Consider an inactive and/or overweight child’s joint and muscle proprioceptors. When a large amount of load is placed on, such as bodyweight, they are quickly overloaded and send the “abort” signal to the surrounding structures. Using implements with lighter loads not only improves coordination and strength, it preps their proprioceptive system to manage load more effectively.

Not only will these exercises help them improve their strength to weight ratio over time, they will most likely enjoy them and be willing to perform them with a greater level of intensity.

Sandbell Spelling


Overhead Press


Vertical Slams


Pushing, Pulling, Gripping, Carrying

Pushing, pulling, gripping, and carrying activities can be done at sub bodyweight loads, but have a tremendous positive impact on the proprioceptive system. Pushing and pulling can be done without the impact of gravity. Pushing/pulling sleds, pulling ropes, and similar exercises minimize the negative impact of increased bodyweight and allows for heavier loads to be used.

Gripping activities like farmer walks and suitcase carries not only impact the hands and forearms, they aid in improving shoulder stability. As proprioceptive strength and stability improves at the shoulder, exercises like pushups and pull ups become more attainable.   

Pushing, Pulling, Carrying


Suitcase Carry


Alternate Grabber


Assistance exercises

While improvement in strength are usually observed with increases in training load, actively assisting movement can help develop motor coordination patterns that slowly translate to strength in “under-strong” young athletes.

For example, a child may not possess the hip, leg, and core musculature strength to stabilize and mobilize everything necessary for a lunge or squat.  Suspending an elastic band overhead and placing it under a child’s arms or having them hold it to unweight their body as they move can allow them to perform the movement correctly. Over time, slowly decrease the thickness of band that is used until it becomes unnecessary.

During assistance exercises, kids are able to go through full joint range of motion and their brains and bodies learn the proper neuromuscular sequence. For overweight children, this may be the only way they can perform these movements initially.


While isometric exercises still involve a child’s bodyweight against gravity, removing the complication of dynamic movement can help their proprioceptive system develop the proper stability needed in a given body position.

> Given problem 1
Find every line in the records below that contains the string "window", and copy each of those lines.

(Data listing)

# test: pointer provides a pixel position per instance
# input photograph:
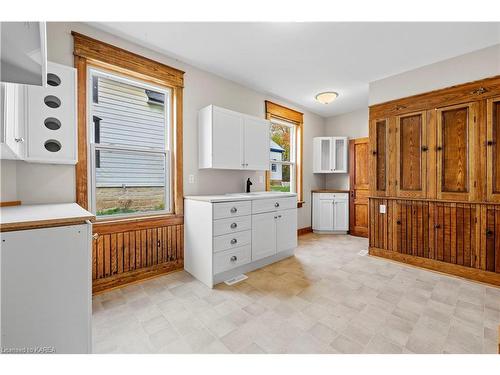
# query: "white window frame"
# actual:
(166, 151)
(293, 152)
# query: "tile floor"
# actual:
(326, 299)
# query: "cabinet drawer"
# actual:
(229, 259)
(232, 240)
(232, 224)
(232, 209)
(267, 205)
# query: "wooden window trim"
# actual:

> Given problem 2
Repeat the passage of the exercise text above word for word, everything from "For example, a" down to "it becomes unnecessary.".

> Correct result 1
# query: "white window frame"
# query: "wooden window trim"

> Correct result 2
For example, a child may not possess the hip, leg, and core musculature strength to stabilize and mobilize everything necessary for a lunge or squat.  Suspending an elastic band overhead and placing it under a child’s arms or having them hold it to unweight their body as they move can allow them to perform the movement correctly. Over time, slowly decrease the thickness of band that is used until it becomes unnecessary.